(Point localization data)

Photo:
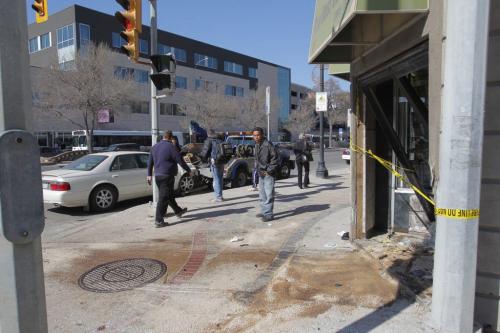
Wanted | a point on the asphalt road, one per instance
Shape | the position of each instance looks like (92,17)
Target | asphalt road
(59,216)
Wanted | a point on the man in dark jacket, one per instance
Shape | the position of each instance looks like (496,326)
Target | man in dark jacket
(164,157)
(302,150)
(209,152)
(266,163)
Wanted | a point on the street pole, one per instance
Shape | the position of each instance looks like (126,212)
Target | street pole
(154,100)
(321,171)
(268,111)
(460,157)
(22,291)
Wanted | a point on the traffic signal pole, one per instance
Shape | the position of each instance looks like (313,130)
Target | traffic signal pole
(22,292)
(460,160)
(154,100)
(321,171)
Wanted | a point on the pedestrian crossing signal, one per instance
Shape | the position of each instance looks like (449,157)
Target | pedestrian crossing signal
(131,21)
(40,7)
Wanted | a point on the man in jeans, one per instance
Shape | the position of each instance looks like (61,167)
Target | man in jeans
(266,163)
(216,166)
(165,157)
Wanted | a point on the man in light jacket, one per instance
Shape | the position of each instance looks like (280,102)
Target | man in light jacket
(266,163)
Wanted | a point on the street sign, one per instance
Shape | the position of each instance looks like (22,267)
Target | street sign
(268,100)
(321,102)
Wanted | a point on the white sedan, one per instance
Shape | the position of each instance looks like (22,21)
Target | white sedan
(99,181)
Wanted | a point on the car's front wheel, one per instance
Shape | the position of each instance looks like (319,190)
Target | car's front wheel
(240,179)
(186,184)
(284,171)
(103,198)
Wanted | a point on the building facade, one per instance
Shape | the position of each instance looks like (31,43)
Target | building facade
(57,41)
(392,52)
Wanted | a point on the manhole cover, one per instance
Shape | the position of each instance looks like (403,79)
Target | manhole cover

## TASK DETAILS
Transcribe all of the lines above exactly as given. The pictures stay out.

## WRITTEN ANSWER
Photo:
Wanted | a point on the asphalt road, one per instance
Shape | the position of each instance looks like (92,17)
Target | asphalt road
(59,216)
Wanted | a point on the man in dark jacket, one per instance
Shape | the position of each instance looks like (496,326)
Target | man in dark jacket
(164,157)
(302,150)
(209,152)
(266,163)
Wanted | a point on the street pole, one per instance
Shape | the position of each instance looks like (126,212)
Target | street pole
(154,100)
(321,171)
(268,111)
(460,157)
(22,291)
Wanted | a point on the traffic signal pole, one per instance
Shape | the position of each instance looks like (313,130)
Target | traffic signal pole
(22,292)
(460,160)
(154,100)
(321,171)
Wanted | a point on the pedestrian crossing signal, one per instance
Shape | the position of each instance looks like (449,157)
Target | pedestrian crossing signal
(131,21)
(40,7)
Wanted | a point on the man in jeans, one per instance
Shape | the position of each instance looks like (61,167)
Target | man in jeans
(266,163)
(216,166)
(165,157)
Wanted | a point on the man in light jacket, one per instance
Shape | the position of each instance looks like (280,102)
Target | man in light jacket
(266,163)
Wanted | a point on the street sign, one per instance
Shape | the position of each instance looks like (22,267)
Target | street sign
(268,100)
(321,102)
Wanted | a point on the white sedan, one per instance
Shape | the position of each instance looks like (22,21)
Target | white sedan
(99,181)
Wanted | a point on the car's front wheel, one per instance
Shape | the position of each instance looks like (319,190)
Target | car's front wheel
(240,179)
(186,184)
(284,171)
(103,198)
Wanted | a point on the building facade, one per instance
Shape | the position of each instance looks like (31,43)
Target | building facade
(57,41)
(392,52)
Wanted | a point on the manhole cover, one per instance
Shape | the position of each instance looks like (403,79)
Target | manhole cover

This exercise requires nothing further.